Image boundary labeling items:
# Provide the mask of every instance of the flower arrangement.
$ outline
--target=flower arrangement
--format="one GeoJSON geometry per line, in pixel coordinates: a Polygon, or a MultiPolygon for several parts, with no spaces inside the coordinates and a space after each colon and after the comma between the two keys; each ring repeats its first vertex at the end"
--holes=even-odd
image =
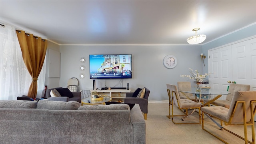
{"type": "Polygon", "coordinates": [[[204,79],[206,77],[206,76],[209,76],[211,74],[210,73],[208,74],[200,74],[197,70],[195,70],[194,72],[193,72],[193,70],[192,68],[188,69],[189,70],[189,72],[192,75],[180,75],[180,76],[184,77],[189,78],[190,79],[194,79],[196,81],[196,83],[200,83],[201,82],[204,81],[204,79]]]}

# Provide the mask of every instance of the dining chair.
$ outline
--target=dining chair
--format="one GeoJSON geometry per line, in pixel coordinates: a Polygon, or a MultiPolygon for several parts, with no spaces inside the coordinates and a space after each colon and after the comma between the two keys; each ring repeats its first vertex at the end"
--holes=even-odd
{"type": "MultiPolygon", "coordinates": [[[[255,144],[255,134],[254,116],[256,111],[256,91],[240,91],[235,92],[231,100],[230,108],[222,106],[204,106],[201,108],[202,111],[202,129],[215,136],[222,142],[227,144],[222,138],[204,128],[204,114],[212,120],[220,128],[224,130],[235,136],[244,140],[245,144],[248,142],[255,144]],[[220,120],[220,124],[212,118],[220,120]],[[228,125],[243,125],[244,138],[224,128],[222,122],[228,125]],[[252,142],[248,140],[247,126],[250,126],[252,128],[252,142]]],[[[221,136],[221,132],[218,133],[221,136]]]]}
{"type": "MultiPolygon", "coordinates": [[[[190,82],[178,82],[177,84],[178,90],[190,90],[191,89],[191,83],[190,82]]],[[[193,96],[192,94],[186,93],[186,95],[184,95],[179,92],[179,94],[180,95],[180,98],[181,99],[184,99],[183,98],[185,97],[186,98],[196,102],[199,100],[199,98],[197,97],[197,99],[196,99],[196,96],[193,96]]],[[[200,100],[200,102],[204,104],[204,100],[201,99],[200,100]]]]}
{"type": "Polygon", "coordinates": [[[232,98],[235,92],[238,91],[250,90],[250,85],[247,84],[237,84],[230,83],[228,91],[230,93],[227,95],[225,100],[217,100],[213,101],[211,104],[216,106],[222,106],[229,108],[231,103],[232,98]]]}
{"type": "Polygon", "coordinates": [[[167,93],[169,96],[169,116],[167,116],[169,119],[170,119],[170,105],[172,105],[172,121],[175,124],[201,124],[201,112],[200,107],[201,104],[200,103],[196,102],[188,99],[181,99],[180,98],[180,96],[177,87],[176,85],[170,84],[166,84],[167,87],[167,93]],[[177,107],[182,112],[183,115],[174,115],[173,112],[174,105],[177,107]],[[198,114],[199,117],[199,122],[176,122],[173,120],[173,117],[174,116],[183,116],[181,118],[182,121],[184,121],[184,119],[192,114],[195,110],[198,110],[198,114]],[[192,111],[189,114],[188,113],[189,110],[192,110],[192,111]]]}

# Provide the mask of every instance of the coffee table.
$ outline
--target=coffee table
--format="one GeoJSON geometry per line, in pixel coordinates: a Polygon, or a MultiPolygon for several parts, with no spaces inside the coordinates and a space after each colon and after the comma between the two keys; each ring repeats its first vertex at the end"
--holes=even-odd
{"type": "Polygon", "coordinates": [[[82,105],[84,104],[87,105],[95,105],[99,104],[105,104],[106,102],[110,102],[112,100],[112,98],[109,96],[103,96],[103,99],[101,100],[92,100],[90,96],[84,98],[81,101],[82,105]],[[91,102],[89,103],[88,100],[90,100],[91,102]]]}

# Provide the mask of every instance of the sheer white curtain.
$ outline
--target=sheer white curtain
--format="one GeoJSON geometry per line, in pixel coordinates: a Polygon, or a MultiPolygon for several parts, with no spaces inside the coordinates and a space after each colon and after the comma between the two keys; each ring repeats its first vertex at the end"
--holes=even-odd
{"type": "MultiPolygon", "coordinates": [[[[23,62],[15,28],[4,25],[0,26],[0,100],[14,100],[27,94],[32,80],[23,62]]],[[[38,82],[40,98],[45,80],[45,66],[38,82]]]]}

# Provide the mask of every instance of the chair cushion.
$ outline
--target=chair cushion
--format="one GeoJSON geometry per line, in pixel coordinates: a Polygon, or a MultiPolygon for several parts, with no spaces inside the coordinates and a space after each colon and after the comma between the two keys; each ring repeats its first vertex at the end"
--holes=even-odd
{"type": "Polygon", "coordinates": [[[132,97],[134,98],[137,97],[137,96],[138,96],[138,95],[139,94],[139,93],[140,92],[140,91],[142,89],[142,88],[137,88],[137,90],[136,90],[134,91],[134,92],[133,93],[133,94],[132,94],[132,97]]]}
{"type": "Polygon", "coordinates": [[[45,99],[38,102],[36,108],[49,110],[77,110],[80,106],[80,103],[75,101],[65,102],[45,99]]]}
{"type": "Polygon", "coordinates": [[[227,108],[229,108],[231,102],[228,100],[217,100],[212,103],[212,104],[215,106],[221,106],[227,108]]]}
{"type": "Polygon", "coordinates": [[[144,98],[144,96],[145,96],[145,90],[146,90],[145,89],[145,88],[142,88],[142,89],[140,91],[140,92],[139,92],[139,94],[138,94],[138,96],[137,96],[137,98],[144,98]]]}
{"type": "Polygon", "coordinates": [[[36,108],[37,105],[36,102],[30,100],[0,100],[0,108],[36,108]]]}
{"type": "Polygon", "coordinates": [[[58,90],[61,96],[67,96],[69,98],[74,97],[72,92],[70,92],[68,88],[56,88],[56,90],[58,90]]]}
{"type": "Polygon", "coordinates": [[[81,106],[78,110],[129,110],[129,106],[125,104],[81,106]]]}
{"type": "Polygon", "coordinates": [[[229,109],[220,106],[204,106],[201,108],[202,112],[206,113],[225,122],[228,122],[227,115],[229,109]]]}
{"type": "Polygon", "coordinates": [[[110,104],[128,104],[130,107],[130,110],[131,110],[132,108],[133,108],[133,107],[135,105],[135,104],[122,103],[122,102],[105,102],[105,104],[106,105],[110,105],[110,104]]]}
{"type": "Polygon", "coordinates": [[[52,97],[61,96],[61,95],[60,95],[60,94],[59,92],[58,92],[58,90],[57,90],[55,88],[51,90],[50,94],[51,96],[52,97]]]}

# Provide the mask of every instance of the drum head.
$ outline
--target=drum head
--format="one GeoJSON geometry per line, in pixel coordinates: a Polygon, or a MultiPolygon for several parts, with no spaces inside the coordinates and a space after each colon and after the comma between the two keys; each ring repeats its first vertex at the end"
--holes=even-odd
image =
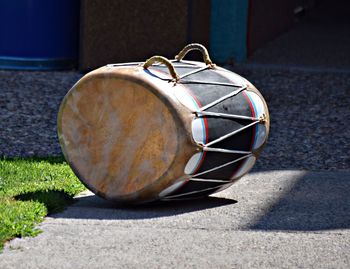
{"type": "Polygon", "coordinates": [[[109,199],[137,196],[174,162],[178,131],[166,103],[130,78],[90,76],[58,116],[63,153],[83,183],[109,199]]]}

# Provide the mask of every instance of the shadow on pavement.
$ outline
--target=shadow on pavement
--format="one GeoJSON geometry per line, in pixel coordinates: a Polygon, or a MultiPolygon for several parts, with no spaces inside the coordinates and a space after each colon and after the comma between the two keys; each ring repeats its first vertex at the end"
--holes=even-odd
{"type": "Polygon", "coordinates": [[[132,207],[118,207],[96,195],[76,198],[68,210],[51,217],[76,219],[152,219],[175,216],[237,203],[233,199],[206,197],[190,201],[157,202],[132,207]]]}
{"type": "Polygon", "coordinates": [[[349,229],[349,191],[349,172],[307,172],[249,228],[295,231],[349,229]]]}

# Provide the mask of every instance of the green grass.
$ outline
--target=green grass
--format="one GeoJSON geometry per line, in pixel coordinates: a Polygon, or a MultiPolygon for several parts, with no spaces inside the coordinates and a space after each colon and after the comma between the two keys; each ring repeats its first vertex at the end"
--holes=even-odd
{"type": "Polygon", "coordinates": [[[40,233],[36,225],[83,190],[63,158],[0,159],[0,250],[11,238],[40,233]]]}

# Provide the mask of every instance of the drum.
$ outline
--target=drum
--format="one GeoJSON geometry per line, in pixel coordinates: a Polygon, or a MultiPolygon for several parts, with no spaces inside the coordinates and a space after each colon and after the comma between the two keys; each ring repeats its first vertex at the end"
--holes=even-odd
{"type": "Polygon", "coordinates": [[[269,133],[260,92],[214,65],[200,44],[174,60],[110,64],[86,74],[58,115],[63,154],[94,193],[118,203],[207,196],[258,158],[269,133]],[[199,50],[204,62],[186,61],[199,50]]]}

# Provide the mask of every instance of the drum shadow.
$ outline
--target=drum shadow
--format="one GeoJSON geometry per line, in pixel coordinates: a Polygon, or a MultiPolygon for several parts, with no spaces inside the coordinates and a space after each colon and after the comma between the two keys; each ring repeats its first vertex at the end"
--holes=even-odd
{"type": "Polygon", "coordinates": [[[96,195],[76,198],[77,202],[62,213],[51,215],[54,218],[137,220],[176,216],[185,213],[228,206],[236,200],[205,197],[195,200],[152,202],[135,206],[119,206],[96,195]]]}

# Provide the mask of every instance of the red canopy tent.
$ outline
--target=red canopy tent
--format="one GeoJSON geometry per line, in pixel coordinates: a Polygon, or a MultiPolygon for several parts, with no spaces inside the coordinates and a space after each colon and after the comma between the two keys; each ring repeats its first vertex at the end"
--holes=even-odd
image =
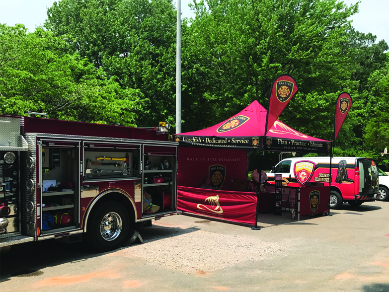
{"type": "Polygon", "coordinates": [[[180,146],[330,153],[331,142],[300,133],[277,120],[264,137],[266,110],[257,101],[219,124],[174,136],[180,146]],[[263,141],[263,140],[265,140],[263,141]]]}
{"type": "Polygon", "coordinates": [[[234,185],[247,180],[247,150],[330,153],[330,141],[301,133],[278,120],[265,136],[266,120],[266,110],[255,101],[217,125],[174,136],[180,146],[179,209],[254,224],[257,193],[238,192],[234,185]],[[199,188],[206,178],[212,179],[212,190],[199,188]]]}

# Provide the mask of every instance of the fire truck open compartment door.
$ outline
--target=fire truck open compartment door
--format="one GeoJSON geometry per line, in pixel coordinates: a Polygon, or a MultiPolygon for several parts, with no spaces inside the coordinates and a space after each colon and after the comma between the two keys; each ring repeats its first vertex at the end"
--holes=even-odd
{"type": "Polygon", "coordinates": [[[38,235],[79,229],[80,141],[42,139],[38,145],[38,235]]]}
{"type": "Polygon", "coordinates": [[[20,183],[22,154],[28,145],[20,135],[20,118],[0,117],[0,248],[34,240],[23,234],[20,183]]]}
{"type": "Polygon", "coordinates": [[[176,146],[145,145],[142,170],[142,219],[177,212],[176,146]]]}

_Exercise_
Please write out, word for word, every line from the one containing "# Provide the mask of every instance of the red" through the end of the items, leaving out the pictures.

_Answer to the problem_
# Provide the mask of every instance of the red canopy tent.
$ outline
--target=red canopy tent
--format="one GeoJSON geometry per line, in pixel coordinates: a Polygon, or a MultiPolygon for several parts, with no spaces inside the coordinates and a space after each colon and after the comma between the two keys; each ring repeats its first vertex at the end"
--holes=even-odd
image =
{"type": "Polygon", "coordinates": [[[180,146],[330,153],[331,142],[300,133],[277,120],[264,137],[266,110],[257,101],[219,124],[174,136],[180,146]],[[263,141],[263,140],[265,140],[263,141]]]}
{"type": "Polygon", "coordinates": [[[234,185],[247,180],[247,150],[330,153],[330,141],[301,133],[278,120],[265,136],[266,120],[266,110],[255,101],[217,125],[174,136],[180,146],[179,209],[254,224],[257,193],[238,192],[234,185]],[[199,188],[206,178],[212,179],[212,190],[199,188]]]}

# Provide the mask of every instance of the fire truck open compartment door.
$ outline
--target=fire truck open compartment door
--format="one GeoJSON geometry per line, in pixel coordinates: a Polygon, or a MultiPolygon for several parts, with no spaces inside the coordinates and a space after each colon and after the comma between the two keys; each ring repeats its first vertex at the end"
--holes=even-odd
{"type": "Polygon", "coordinates": [[[38,235],[79,229],[80,141],[42,139],[38,145],[38,235]]]}
{"type": "Polygon", "coordinates": [[[20,183],[22,154],[28,145],[20,135],[20,118],[0,117],[0,248],[34,240],[23,234],[20,183]]]}
{"type": "Polygon", "coordinates": [[[176,146],[145,145],[142,170],[142,219],[177,212],[176,146]]]}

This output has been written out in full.